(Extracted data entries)

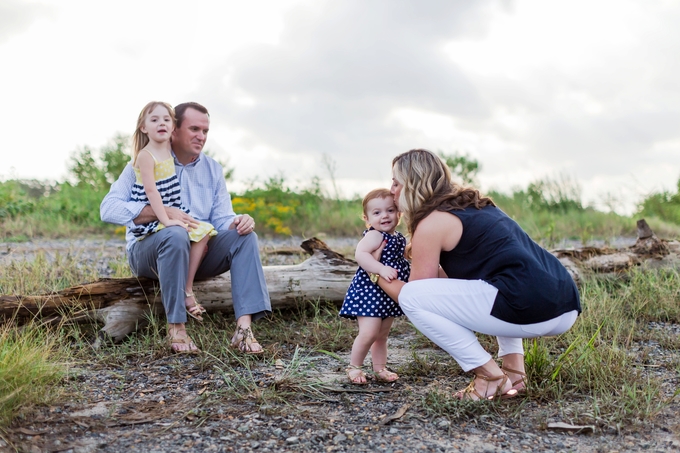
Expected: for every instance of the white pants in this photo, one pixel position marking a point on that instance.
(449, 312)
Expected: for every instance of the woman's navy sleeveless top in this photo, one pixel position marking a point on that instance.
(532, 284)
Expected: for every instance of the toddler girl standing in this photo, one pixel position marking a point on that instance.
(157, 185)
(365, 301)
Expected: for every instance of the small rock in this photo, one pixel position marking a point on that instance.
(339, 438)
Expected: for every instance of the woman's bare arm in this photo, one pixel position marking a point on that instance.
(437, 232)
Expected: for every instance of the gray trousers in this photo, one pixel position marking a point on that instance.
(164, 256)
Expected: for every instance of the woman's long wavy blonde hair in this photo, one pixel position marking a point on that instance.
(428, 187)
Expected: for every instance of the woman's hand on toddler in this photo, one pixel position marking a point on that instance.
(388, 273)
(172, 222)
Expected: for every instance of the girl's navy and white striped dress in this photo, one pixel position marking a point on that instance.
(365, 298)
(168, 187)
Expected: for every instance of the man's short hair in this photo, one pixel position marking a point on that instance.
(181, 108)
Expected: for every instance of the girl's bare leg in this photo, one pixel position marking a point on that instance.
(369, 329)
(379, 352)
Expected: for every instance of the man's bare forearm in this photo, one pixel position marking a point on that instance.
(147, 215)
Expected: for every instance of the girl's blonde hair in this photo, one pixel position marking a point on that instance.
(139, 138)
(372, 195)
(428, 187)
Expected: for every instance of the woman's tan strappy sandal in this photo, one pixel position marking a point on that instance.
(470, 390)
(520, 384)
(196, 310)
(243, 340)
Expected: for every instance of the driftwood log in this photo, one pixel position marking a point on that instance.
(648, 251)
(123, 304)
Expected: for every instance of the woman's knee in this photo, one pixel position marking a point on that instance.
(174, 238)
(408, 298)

==

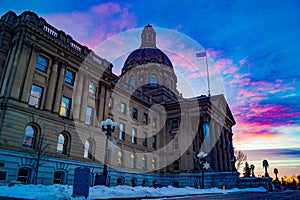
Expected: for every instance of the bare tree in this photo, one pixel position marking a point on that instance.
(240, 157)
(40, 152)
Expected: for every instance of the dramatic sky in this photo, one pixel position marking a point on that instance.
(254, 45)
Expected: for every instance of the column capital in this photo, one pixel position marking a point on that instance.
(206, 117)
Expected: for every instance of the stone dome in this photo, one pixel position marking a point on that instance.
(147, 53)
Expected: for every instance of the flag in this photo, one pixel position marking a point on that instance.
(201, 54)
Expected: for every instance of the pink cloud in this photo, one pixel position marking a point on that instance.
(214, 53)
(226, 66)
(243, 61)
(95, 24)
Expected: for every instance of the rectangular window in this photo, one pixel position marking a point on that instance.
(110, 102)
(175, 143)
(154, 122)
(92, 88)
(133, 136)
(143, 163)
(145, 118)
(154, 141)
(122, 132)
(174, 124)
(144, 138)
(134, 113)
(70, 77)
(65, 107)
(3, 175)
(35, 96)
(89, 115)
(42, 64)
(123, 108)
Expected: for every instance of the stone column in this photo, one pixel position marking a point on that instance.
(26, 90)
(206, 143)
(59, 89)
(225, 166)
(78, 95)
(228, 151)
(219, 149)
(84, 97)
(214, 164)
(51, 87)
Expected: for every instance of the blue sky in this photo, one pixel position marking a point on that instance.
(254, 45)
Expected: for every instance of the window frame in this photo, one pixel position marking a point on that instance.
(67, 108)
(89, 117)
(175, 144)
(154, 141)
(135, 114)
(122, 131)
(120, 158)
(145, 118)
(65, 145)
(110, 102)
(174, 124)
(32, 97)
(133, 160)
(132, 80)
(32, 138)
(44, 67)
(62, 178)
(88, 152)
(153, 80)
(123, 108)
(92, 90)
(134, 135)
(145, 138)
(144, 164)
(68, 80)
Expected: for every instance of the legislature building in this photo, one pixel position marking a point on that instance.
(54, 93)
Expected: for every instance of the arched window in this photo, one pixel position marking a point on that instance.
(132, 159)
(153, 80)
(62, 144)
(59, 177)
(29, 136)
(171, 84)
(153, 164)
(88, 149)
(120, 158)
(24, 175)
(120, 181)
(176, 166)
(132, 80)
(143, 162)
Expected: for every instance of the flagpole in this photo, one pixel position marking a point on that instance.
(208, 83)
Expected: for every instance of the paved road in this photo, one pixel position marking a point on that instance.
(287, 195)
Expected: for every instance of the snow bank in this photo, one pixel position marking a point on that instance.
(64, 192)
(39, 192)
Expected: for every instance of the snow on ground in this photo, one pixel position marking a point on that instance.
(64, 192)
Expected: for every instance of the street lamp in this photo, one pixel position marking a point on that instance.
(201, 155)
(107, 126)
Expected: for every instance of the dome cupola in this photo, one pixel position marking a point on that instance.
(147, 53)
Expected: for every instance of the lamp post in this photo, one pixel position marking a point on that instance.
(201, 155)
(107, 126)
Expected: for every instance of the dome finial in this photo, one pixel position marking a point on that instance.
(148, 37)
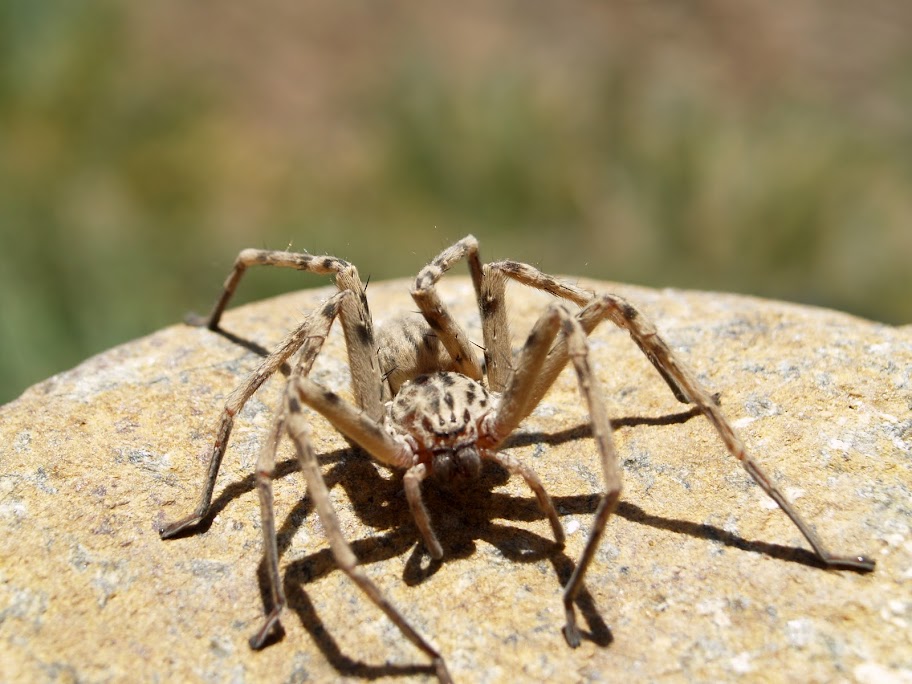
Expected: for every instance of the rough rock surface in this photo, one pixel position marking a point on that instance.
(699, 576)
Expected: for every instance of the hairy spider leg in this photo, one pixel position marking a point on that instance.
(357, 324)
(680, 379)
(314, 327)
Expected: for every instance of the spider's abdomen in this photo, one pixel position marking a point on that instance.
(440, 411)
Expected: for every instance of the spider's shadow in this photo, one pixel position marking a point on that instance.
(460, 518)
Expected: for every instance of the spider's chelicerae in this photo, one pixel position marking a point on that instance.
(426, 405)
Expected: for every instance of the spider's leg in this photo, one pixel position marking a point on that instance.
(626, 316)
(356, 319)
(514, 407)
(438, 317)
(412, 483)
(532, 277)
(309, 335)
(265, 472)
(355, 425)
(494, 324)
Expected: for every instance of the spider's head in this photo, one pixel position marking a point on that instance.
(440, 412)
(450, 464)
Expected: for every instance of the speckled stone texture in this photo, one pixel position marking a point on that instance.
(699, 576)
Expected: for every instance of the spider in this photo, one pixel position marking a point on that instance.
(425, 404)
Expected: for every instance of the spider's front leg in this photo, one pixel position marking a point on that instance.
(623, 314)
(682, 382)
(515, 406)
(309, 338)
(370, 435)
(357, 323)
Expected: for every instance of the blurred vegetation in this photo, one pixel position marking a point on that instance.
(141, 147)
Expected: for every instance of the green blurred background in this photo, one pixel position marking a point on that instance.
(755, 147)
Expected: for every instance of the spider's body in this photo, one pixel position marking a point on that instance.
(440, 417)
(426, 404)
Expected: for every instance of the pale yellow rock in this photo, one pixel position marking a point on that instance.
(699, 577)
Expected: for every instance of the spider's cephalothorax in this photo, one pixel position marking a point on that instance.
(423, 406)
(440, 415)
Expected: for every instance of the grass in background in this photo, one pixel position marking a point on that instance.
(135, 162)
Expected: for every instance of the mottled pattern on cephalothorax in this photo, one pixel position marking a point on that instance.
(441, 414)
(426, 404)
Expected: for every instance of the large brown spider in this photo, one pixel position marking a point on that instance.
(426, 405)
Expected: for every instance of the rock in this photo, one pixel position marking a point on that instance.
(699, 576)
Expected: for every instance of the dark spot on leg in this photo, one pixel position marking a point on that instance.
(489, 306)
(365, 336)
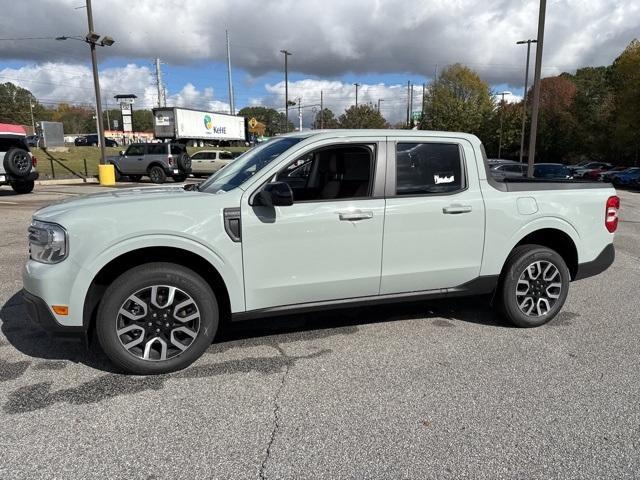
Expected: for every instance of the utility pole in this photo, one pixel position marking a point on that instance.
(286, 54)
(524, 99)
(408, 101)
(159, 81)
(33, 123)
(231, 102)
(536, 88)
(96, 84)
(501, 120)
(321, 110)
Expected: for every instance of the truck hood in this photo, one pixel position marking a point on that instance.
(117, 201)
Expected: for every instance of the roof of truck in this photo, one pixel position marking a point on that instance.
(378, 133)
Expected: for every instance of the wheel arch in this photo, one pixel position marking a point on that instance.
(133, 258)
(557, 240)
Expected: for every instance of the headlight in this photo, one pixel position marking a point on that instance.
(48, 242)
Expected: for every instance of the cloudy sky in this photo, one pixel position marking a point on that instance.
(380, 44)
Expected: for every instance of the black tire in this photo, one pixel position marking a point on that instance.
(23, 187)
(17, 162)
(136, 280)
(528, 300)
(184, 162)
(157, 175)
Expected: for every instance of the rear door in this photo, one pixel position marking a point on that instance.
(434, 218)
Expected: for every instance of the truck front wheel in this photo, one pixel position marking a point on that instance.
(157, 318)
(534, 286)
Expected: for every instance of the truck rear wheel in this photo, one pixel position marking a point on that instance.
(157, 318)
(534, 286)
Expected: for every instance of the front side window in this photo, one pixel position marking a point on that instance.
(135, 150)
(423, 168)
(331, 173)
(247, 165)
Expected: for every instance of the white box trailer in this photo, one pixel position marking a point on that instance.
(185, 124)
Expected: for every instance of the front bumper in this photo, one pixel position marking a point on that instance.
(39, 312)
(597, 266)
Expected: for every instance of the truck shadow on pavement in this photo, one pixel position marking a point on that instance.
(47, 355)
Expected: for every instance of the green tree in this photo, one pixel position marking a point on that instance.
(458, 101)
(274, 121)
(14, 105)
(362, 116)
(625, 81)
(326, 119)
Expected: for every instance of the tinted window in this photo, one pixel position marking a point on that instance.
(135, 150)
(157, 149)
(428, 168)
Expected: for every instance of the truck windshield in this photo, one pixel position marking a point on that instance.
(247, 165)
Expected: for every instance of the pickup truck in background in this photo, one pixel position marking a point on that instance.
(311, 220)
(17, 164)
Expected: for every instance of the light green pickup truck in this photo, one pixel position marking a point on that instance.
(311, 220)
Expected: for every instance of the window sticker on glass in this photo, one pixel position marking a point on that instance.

Task to carry out: Which lines above contain the word "blonde"? Gather every one of them and copy each in full.

The result:
Expected: for every instance of the woman's long wavy blonde hair in this photo, one pixel position marking a point on that instance.
Expected: for every instance of the girl's blonde hair in this photo, one pixel position marking a point on that instance.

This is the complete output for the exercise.